#### Problem to work on
Scan the listing and copy each line where the word "rock" is present.

__________

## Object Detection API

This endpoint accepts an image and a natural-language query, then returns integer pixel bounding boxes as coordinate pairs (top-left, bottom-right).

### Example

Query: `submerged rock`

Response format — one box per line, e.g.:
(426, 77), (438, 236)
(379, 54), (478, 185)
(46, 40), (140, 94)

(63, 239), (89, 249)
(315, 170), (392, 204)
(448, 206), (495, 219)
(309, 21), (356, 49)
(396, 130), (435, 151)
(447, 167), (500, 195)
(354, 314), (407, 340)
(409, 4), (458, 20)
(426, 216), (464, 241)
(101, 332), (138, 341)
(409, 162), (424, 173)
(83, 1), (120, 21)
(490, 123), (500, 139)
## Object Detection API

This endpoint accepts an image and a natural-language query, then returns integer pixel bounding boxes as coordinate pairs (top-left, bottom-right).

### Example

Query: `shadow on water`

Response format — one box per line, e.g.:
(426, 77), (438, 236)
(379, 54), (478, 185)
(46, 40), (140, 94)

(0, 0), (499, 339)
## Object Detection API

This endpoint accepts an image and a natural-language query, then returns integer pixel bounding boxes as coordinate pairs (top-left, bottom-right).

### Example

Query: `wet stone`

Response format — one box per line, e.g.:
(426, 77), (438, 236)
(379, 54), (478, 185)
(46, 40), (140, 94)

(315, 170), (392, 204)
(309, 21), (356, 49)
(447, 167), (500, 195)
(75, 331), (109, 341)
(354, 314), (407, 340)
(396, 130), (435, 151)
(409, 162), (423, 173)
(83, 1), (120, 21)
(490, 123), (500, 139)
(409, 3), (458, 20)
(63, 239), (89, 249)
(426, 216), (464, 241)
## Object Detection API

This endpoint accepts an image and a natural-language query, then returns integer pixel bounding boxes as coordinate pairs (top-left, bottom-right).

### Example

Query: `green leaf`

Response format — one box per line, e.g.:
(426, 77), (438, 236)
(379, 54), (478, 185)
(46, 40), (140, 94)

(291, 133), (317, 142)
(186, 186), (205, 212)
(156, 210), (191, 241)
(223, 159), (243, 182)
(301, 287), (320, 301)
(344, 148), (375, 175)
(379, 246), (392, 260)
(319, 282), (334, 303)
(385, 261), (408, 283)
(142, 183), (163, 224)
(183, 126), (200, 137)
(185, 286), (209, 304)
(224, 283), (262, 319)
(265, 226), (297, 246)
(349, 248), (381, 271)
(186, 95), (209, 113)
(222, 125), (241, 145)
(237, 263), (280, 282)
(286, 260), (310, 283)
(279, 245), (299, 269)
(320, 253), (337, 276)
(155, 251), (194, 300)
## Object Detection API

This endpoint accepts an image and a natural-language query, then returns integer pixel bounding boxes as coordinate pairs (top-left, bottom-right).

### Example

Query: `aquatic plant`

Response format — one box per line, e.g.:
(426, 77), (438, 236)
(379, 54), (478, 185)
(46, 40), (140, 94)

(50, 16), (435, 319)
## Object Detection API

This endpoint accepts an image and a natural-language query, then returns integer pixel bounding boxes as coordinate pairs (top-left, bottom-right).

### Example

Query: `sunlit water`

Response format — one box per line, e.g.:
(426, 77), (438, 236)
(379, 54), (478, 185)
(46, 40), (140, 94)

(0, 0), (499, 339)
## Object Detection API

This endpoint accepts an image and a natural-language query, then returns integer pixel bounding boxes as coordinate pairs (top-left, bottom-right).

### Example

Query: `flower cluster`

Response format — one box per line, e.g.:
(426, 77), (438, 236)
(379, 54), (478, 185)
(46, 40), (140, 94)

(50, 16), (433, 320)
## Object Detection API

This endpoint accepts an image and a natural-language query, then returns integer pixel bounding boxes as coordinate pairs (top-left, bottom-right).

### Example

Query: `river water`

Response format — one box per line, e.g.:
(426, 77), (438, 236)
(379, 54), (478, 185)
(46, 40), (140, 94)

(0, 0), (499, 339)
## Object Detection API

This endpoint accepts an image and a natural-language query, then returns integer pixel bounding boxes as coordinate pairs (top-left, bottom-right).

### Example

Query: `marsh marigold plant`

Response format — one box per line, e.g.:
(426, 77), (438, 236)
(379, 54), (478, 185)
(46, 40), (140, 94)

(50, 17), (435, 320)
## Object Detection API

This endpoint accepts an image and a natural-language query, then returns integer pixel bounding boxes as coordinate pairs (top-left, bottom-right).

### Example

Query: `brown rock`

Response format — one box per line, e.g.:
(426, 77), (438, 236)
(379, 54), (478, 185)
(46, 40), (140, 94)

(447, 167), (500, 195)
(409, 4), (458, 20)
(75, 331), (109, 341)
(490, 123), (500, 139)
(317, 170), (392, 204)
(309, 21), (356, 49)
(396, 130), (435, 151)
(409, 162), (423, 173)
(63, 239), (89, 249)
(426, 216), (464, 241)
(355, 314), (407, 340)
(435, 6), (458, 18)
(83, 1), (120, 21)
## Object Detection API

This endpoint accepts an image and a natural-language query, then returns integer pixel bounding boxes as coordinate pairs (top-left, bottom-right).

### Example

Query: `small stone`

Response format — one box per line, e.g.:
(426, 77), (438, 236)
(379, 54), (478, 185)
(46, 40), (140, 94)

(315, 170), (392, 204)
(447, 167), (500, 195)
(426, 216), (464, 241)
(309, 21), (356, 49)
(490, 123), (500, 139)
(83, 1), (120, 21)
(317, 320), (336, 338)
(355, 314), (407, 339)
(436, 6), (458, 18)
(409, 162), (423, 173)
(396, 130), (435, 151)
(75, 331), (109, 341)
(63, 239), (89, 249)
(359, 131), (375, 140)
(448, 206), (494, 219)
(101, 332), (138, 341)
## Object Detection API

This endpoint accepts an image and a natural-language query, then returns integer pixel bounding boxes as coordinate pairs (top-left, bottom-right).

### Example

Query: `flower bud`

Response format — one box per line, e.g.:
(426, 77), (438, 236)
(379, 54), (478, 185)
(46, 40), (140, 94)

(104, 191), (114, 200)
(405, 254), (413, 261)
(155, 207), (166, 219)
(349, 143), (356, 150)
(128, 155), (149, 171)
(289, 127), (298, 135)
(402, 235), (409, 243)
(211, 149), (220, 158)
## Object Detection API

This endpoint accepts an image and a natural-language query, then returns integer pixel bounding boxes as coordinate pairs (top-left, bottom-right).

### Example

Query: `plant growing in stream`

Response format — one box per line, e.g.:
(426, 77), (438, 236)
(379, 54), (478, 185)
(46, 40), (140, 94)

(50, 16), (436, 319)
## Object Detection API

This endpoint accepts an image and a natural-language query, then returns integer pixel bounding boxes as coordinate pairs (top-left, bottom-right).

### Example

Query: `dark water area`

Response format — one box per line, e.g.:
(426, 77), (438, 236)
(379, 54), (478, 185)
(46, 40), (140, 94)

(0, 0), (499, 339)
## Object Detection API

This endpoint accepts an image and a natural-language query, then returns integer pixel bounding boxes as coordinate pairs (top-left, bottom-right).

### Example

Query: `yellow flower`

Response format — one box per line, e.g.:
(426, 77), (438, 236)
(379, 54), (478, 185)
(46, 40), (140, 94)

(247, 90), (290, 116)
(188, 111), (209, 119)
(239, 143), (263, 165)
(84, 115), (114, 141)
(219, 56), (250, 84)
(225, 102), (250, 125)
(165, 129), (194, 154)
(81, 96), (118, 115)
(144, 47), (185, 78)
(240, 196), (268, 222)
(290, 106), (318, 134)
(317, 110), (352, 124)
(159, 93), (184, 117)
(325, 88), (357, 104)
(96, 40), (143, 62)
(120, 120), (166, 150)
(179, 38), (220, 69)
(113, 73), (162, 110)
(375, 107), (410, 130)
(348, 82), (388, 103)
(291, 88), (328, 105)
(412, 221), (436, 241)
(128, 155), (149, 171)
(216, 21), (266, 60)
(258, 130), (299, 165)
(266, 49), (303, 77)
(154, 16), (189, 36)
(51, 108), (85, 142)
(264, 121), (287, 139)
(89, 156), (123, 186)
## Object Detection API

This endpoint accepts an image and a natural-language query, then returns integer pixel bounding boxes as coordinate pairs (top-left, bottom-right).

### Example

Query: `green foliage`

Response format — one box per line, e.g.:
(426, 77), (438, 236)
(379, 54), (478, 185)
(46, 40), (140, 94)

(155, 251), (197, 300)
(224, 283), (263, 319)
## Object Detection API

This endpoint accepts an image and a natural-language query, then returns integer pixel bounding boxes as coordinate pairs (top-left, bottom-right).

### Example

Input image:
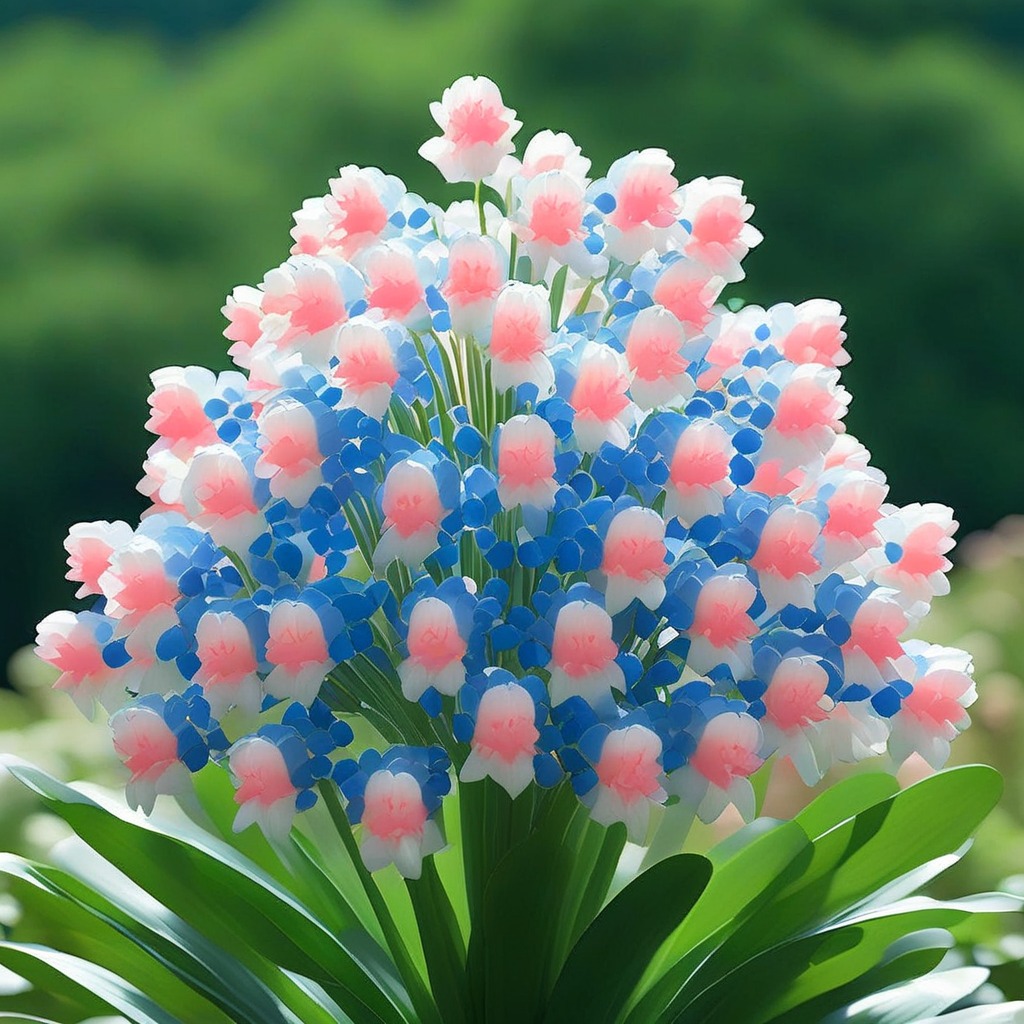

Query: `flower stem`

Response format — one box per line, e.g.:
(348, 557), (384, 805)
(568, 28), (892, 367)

__________

#### Task solution
Query: `submerged rock`
Query: `brown rock`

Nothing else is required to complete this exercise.